#### TEXT SHOWN

----------------------------------------

An arbitrary signal given by Eq. 10.10

Let us determine the Fourier series coefficients c k that will allow us to reconstruct this waveform using a summation of sinusoids. The Fourier coefficients are defined as

$$\displaystyle \begin{aligned} c_k= \begin{cases} \frac{1}{T} \int_{0}^{T} s(t) dt & k=0 \, \text{(DC term)} \\ \frac{2}{T} \int_{0}^{T} s(t) e^{-j\frac{2 \pi}{T}kt} dt & k > 0 \end{cases} \end{aligned} $$
(10.11)

We will use the fact that integration is a linear operator, which means we can break the waveform into separate segments and integrate each segment separately and integrate the terms within each segment separately. The first segment is the time interval 0 ≤ t < 3 and there are two terms (two sinusoids with different frequencies and amplitudes), so we will integrate each term separately over this interval. Thus the first term \(3\sin {\left ( 2\pi \frac {1}{6} t\right )}\) in segment 1 has the DC coefficient:

$$\displaystyle \begin{aligned} \begin{array}{rcl} c_0 & = &\displaystyle \frac{3}{5}\int_0^3 3\sin{\left( \frac{\pi}{3} t\right)} \, dt = \frac{3}{5} \left( \frac{-3}{\pi} \cos{\left( \frac{\pi}{3} t\right)} \Big|{}_{0}^{3} \right) \end{array} \end{aligned} $$
(10.12)
$$\displaystyle \begin{aligned} \begin{array}{rcl} & = &\displaystyle \frac{-9}{5\pi} \left( \cos{\left( \frac{3\pi}{3}\right)} - \cos{\left( 0\right)} \right) = \frac{-9}{5\pi} \left( -1 - 1 \right) \end{array} \end{aligned} $$
(10.13)
$$\displaystyle \begin{aligned} \begin{array}{rcl} & = &\displaystyle \frac{18}{5\pi} \end{array} \end{aligned} $$
(10.14)

----------------------------------------

#### GIVEN DATA
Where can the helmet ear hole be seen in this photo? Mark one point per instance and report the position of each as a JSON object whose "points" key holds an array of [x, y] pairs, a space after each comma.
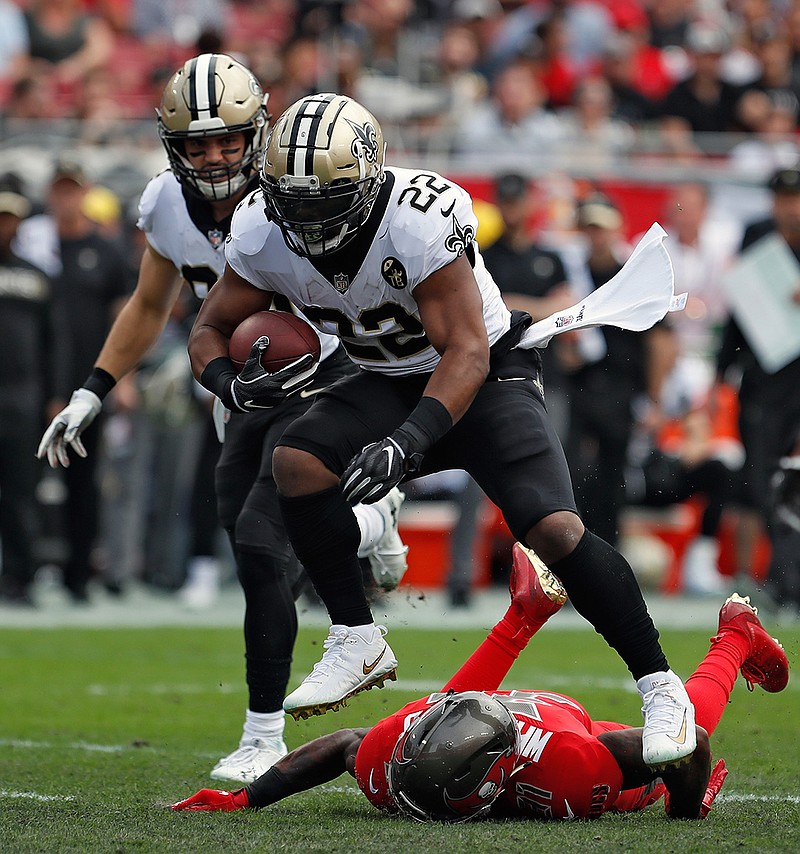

----------------------------------------

#### WRITTEN INSTRUCTION 1
In the Fourier series excerpt, what time interval does the first segment cover?
#### WRITTEN INSTRUCTION 2
Restate the paragraph of the Fourier series excerpt beginning "We will use the fact that integration is a linear operator" more briefly, keeping its main facts.
#### WRITTEN INSTRUCTION 3
Carry on the Fourier series excerpt from the point where it stops.

#### TASK RESPONSE 1
The first segment covers the interval 0 ≤ t < 3.

#### TASK RESPONSE 2
Since integration is a linear operator, the waveform can be split into segments, and both the segments and the terms within each one can be integrated separately. The first segment, 0 ≤ t < 3, holds two sinusoids with different frequencies and amplitudes, so each is integrated on its own over that interval. The first term there, \(3\sin {\left ( 2\pi \frac {1}{6} t\right )}\), gives the DC coefficient that follows.

#### TASK RESPONSE 3
Knowing that \(\int e^{at} \sin {\left ( bt \right )} dt = \frac {e^{at}}{a^2+b^2} \big [ a\sin {\left ( bt \right )} - b\cos {\left ( bt \right )}\big ]\), we get the rest of the coefficients for this first term:

$$\displaystyle \begin{aligned} \begin{array}{rcl} c_k & = &\displaystyle \frac{6}{5}\int_0^3 3\sin{\left( \frac{\pi}{3} t\right)} e^{-j\frac{2 \pi}{5}kt}\, dt \end{array} \end{aligned} $$
(10.15)
$$\displaystyle \begin{aligned} \begin{array}{rcl} & = &\displaystyle \frac{6}{5} \Big( \frac{1}{\frac{\pi^2}{9} + \big( \frac{-j2\pi k}{5}\big)^2}\Big) \Big[ \Big(\frac{-j2\pi k}{5} \sin{\left( \frac{\pi}{3} t\right)} - \frac{\pi}{3}\cos{\left( \frac{\pi}{3} t\right)} \Big) e^{\frac{-j2\pi k t}{5}} \Big]^3_0\qquad \end{array} \end{aligned} $$
(10.16)
$$\displaystyle \begin{aligned} \begin{array}{rcl} & = &\displaystyle \frac{6}{5} \Big( \frac{1}{\frac{\pi^2}{9} - \frac{4\pi^2 k^2}{25}}\Big) \Big[ \frac{\pi}{3} e^{\frac{-j6\pi k}{5}} + \frac{\pi}{3} \Big] \end{array} \end{aligned} $$
(10.17)
$$\displaystyle \begin{aligned} \begin{array}{rcl} & = &\displaystyle \frac{2}{\frac{5\pi}{9} - \frac{4\pi^2 k^2}{5}} \Big( e^{\frac{-j6\pi k}{5}} + 1 \Big) \end{array} \end{aligned} $$
(10.18)
$$\displaystyle \begin{aligned} \begin{array}{rcl} & = &\displaystyle \frac{90 \big(1 + e^{-j\frac{6}{5}\pi k\big)}}{\pi\big(25 - 36k^2\big)} \end{array} \end{aligned} $$
(10.19)

Performing a similar integration for the second term \(\frac {1}{2}\sin {\left ( 2\pi 8 t\right )}\), we get the Fourier coefficients of

$$\displaystyle \begin{aligned} \begin{array}{rcl} c_0 & = &\displaystyle 0 \end{array} \end{aligned} $$
(10.20)
$$\displaystyle \begin{aligned} \begin{array}{rcl} c_k & = &\displaystyle \frac{20 \big(1 - e^{-j\frac{6}{5}\pi k\big)}}{\pi\big(1600 - k^2\big)} \end{array} \end{aligned} $$
(10.21)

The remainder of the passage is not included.